Location identification items:
-- BEGIN --

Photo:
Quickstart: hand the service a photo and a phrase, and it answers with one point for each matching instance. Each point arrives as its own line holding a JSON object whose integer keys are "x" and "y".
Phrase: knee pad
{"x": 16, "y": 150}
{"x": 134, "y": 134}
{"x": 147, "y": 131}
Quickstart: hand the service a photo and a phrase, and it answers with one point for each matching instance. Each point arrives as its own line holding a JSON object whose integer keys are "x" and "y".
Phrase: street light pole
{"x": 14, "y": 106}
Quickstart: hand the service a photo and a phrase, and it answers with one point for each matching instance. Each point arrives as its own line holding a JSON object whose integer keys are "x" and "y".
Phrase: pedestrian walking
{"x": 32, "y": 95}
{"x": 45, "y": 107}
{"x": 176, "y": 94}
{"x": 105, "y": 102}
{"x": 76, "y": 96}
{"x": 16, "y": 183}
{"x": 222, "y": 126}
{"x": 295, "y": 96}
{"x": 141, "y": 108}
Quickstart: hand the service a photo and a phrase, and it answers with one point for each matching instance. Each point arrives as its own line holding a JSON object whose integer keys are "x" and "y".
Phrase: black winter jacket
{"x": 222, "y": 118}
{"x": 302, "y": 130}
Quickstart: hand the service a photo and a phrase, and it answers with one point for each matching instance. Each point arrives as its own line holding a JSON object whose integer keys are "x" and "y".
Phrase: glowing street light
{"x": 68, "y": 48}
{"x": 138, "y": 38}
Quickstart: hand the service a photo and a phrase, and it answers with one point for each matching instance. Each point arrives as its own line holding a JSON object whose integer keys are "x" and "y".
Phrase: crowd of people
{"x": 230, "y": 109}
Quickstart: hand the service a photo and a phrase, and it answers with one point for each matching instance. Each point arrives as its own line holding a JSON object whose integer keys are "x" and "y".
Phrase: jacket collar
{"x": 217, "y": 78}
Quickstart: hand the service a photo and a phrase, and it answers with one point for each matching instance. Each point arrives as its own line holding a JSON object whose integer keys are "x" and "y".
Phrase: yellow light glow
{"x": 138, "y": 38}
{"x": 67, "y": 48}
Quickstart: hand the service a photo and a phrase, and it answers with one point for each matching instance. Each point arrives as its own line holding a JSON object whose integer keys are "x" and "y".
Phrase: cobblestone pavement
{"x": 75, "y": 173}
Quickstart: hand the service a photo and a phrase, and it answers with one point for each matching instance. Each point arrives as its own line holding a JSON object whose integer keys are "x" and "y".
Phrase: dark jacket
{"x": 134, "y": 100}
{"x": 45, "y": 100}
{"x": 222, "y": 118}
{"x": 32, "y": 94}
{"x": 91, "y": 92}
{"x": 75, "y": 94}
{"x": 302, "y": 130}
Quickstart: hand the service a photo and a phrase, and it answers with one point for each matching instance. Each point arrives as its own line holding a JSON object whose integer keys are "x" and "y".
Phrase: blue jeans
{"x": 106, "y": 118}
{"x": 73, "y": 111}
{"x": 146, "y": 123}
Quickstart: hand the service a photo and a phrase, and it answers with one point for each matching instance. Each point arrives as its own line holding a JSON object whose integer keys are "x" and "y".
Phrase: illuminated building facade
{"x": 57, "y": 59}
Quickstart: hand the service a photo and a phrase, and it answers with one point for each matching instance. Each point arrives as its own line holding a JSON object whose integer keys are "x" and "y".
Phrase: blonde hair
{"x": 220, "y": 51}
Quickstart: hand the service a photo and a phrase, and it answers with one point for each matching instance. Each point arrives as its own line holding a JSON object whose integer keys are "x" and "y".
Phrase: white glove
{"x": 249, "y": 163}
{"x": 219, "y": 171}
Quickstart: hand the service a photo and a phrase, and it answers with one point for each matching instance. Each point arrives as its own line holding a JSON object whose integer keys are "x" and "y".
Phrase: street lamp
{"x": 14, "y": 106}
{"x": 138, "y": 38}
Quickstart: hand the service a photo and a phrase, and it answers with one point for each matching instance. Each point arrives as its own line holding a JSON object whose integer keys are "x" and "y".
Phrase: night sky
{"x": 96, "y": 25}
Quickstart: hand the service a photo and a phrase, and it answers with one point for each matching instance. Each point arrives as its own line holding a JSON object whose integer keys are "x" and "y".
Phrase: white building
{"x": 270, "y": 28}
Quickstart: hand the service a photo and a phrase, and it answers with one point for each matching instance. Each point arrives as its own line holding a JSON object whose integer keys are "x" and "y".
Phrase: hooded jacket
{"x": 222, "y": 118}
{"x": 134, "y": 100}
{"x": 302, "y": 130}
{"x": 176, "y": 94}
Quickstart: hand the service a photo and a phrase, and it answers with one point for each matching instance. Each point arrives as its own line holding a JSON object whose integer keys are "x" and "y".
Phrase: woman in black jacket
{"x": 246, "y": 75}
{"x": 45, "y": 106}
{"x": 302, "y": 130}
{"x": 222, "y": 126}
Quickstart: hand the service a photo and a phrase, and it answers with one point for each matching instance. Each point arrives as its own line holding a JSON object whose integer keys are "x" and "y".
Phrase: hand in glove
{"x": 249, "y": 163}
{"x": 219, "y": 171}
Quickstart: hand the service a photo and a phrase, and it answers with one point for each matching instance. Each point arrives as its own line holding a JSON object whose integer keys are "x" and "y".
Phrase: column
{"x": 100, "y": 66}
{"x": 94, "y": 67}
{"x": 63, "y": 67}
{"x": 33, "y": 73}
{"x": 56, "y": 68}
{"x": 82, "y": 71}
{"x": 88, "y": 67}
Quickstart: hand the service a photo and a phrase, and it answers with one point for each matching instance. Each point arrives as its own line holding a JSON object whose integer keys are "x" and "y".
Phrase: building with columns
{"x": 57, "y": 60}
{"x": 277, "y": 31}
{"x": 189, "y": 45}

-- END --

Short problem: Extract the complete set of records unchanged.

Result for this task:
Photo:
Quickstart: hand the service a photo and a phrase, and it answers with one point for each matching instance. Each point arrives as its own line holding a JSON object whose integer keys are "x" and "y".
Phrase: knee pad
{"x": 16, "y": 150}
{"x": 134, "y": 134}
{"x": 147, "y": 131}
Quickstart: hand the service a photo and a phrase, and it answers with one point for each matching instance. Each point arrives as its own line holding a JSON object whose integer keys are "x" and "y".
Phrase: street light pole
{"x": 14, "y": 106}
Quickstart: hand the service a photo and a phrase, and it answers with one point for each matching instance. Each point arrives as its own line holding a JSON object whose integer keys are "x" and "y".
Phrase: pedestrian walking
{"x": 32, "y": 95}
{"x": 45, "y": 107}
{"x": 176, "y": 94}
{"x": 105, "y": 102}
{"x": 76, "y": 96}
{"x": 16, "y": 183}
{"x": 222, "y": 126}
{"x": 295, "y": 96}
{"x": 141, "y": 108}
Quickstart: hand the service a photo and a phrase, and it answers with one point for each matching instance. Each point arrives as its own line holding a JSON object whose integer keys are "x" and "y".
Phrase: black winter jacket
{"x": 222, "y": 118}
{"x": 302, "y": 130}
Quickstart: hand the service a photo and a phrase, and it answers with one point for each matching instance. Each point arrives as its own line holding a JSON object whose integer keys are "x" and "y".
Phrase: glowing street light
{"x": 68, "y": 48}
{"x": 138, "y": 38}
Quickstart: hand the service a photo and a phrase, and it answers with one point for each matching instance. Each point arrives as its own line holding a JSON object whose integer keys are "x" and "y".
Phrase: crowd of people
{"x": 230, "y": 109}
Quickstart: hand the service a photo and a phrase, and it answers with one point for each matching instance. Each point arrives as its own line holding a JSON object whose integer keys are "x" and "y".
Phrase: jacket collar
{"x": 217, "y": 78}
Quickstart: hand the service a photo and a phrase, and it answers with one point for each matching instance. Each point arrives as its own line holding a JSON object whose integer keys are "x" and "y".
Phrase: yellow light glow
{"x": 138, "y": 38}
{"x": 67, "y": 48}
Quickstart: hand the service a photo and a phrase, and it answers with one point for each matching instance. Each point arrives as its own line holding a JSON object whose integer keys are "x" and "y".
Phrase: cobblestone pavement
{"x": 75, "y": 173}
Quickstart: hand the service a photo and a phrase, and it answers with one point for each matching instance. Each point arrives as its own line holding a JSON object whose integer keys are "x" and "y".
Phrase: dark jacket
{"x": 134, "y": 100}
{"x": 45, "y": 100}
{"x": 222, "y": 118}
{"x": 32, "y": 94}
{"x": 91, "y": 92}
{"x": 75, "y": 94}
{"x": 302, "y": 130}
Quickstart: hand the service a photo and a phrase, and it answers with one point for each matching instance. Each point arrives as its own line holding a JSON object whose integer keys are "x" and "y".
Phrase: blue jeans
{"x": 106, "y": 118}
{"x": 73, "y": 111}
{"x": 146, "y": 123}
Quickstart: hand the service a photo and a phrase, and it answers with one point for each matching instance. Each point arrives as its own line holding a JSON object whose integer keys are "x" and "y".
Phrase: illuminated building facade
{"x": 57, "y": 59}
Quickstart: hand the service a photo and a phrase, and it answers with one point for each matching instance. Each point arrives as its own line holding a JSON object whose integer keys are "x" and "y".
Phrase: blonde hair
{"x": 220, "y": 51}
Quickstart: hand the service a photo and a phrase, and it answers with one point for each matching instance. Each point arrives as its own line holding a JSON object whose integer keys are "x" and "y".
Phrase: white glove
{"x": 249, "y": 163}
{"x": 219, "y": 171}
Quickstart: hand the service a photo and a phrase, and it answers with one point for each matching instance. Each point arrives as its own line holding a JSON object whose integer keys are "x" and "y".
Phrase: street lamp
{"x": 14, "y": 106}
{"x": 138, "y": 38}
Quickstart: hand the service a photo and a phrase, and it answers with one point for each matching instance. Each point arrives as its own line holding a JSON object whose integer keys are "x" and "y".
Phrase: night sky
{"x": 96, "y": 25}
Quickstart: hand the service a photo and a phrase, and it answers with one point for each matching instance. Each point arrives as its own line holding a JSON object whose integer keys are "x" and "y".
Phrase: white building
{"x": 270, "y": 28}
Quickstart: hand the service a photo and a phrase, and it answers with one point for each matching instance. Each point arrives as its own line holding a JSON object whose integer keys are "x" and "y".
Phrase: hooded jacket
{"x": 222, "y": 118}
{"x": 134, "y": 100}
{"x": 302, "y": 130}
{"x": 176, "y": 94}
Quickstart: hand the service a photo and a phrase, and it answers with one point for each matching instance. Each point arrives as its own line holding a JSON object whose integer keys are "x" and "y".
Phrase: woman in black jacket
{"x": 246, "y": 75}
{"x": 45, "y": 106}
{"x": 302, "y": 130}
{"x": 222, "y": 126}
Quickstart: hand the service a photo and a phrase, and it answers with one point for each matching instance. Each point arrives as its own line holding a JSON object whose integer keys are "x" and "y".
Phrase: hand in glove
{"x": 249, "y": 163}
{"x": 219, "y": 171}
Quickstart: hand the service a photo and a phrase, and it answers with one point for each matching instance. Each point arrives as its own line holding a JSON object whose integer keys are "x" and "y".
Phrase: column
{"x": 100, "y": 66}
{"x": 94, "y": 67}
{"x": 63, "y": 67}
{"x": 33, "y": 73}
{"x": 56, "y": 68}
{"x": 82, "y": 71}
{"x": 88, "y": 67}
Quickstart: hand the service a photo and a phrase, and it answers with one point for each matching instance. Each point arrives as its own line holding a JSON object whose integer keys are "x" and "y".
Phrase: building with columns
{"x": 57, "y": 60}
{"x": 277, "y": 31}
{"x": 189, "y": 45}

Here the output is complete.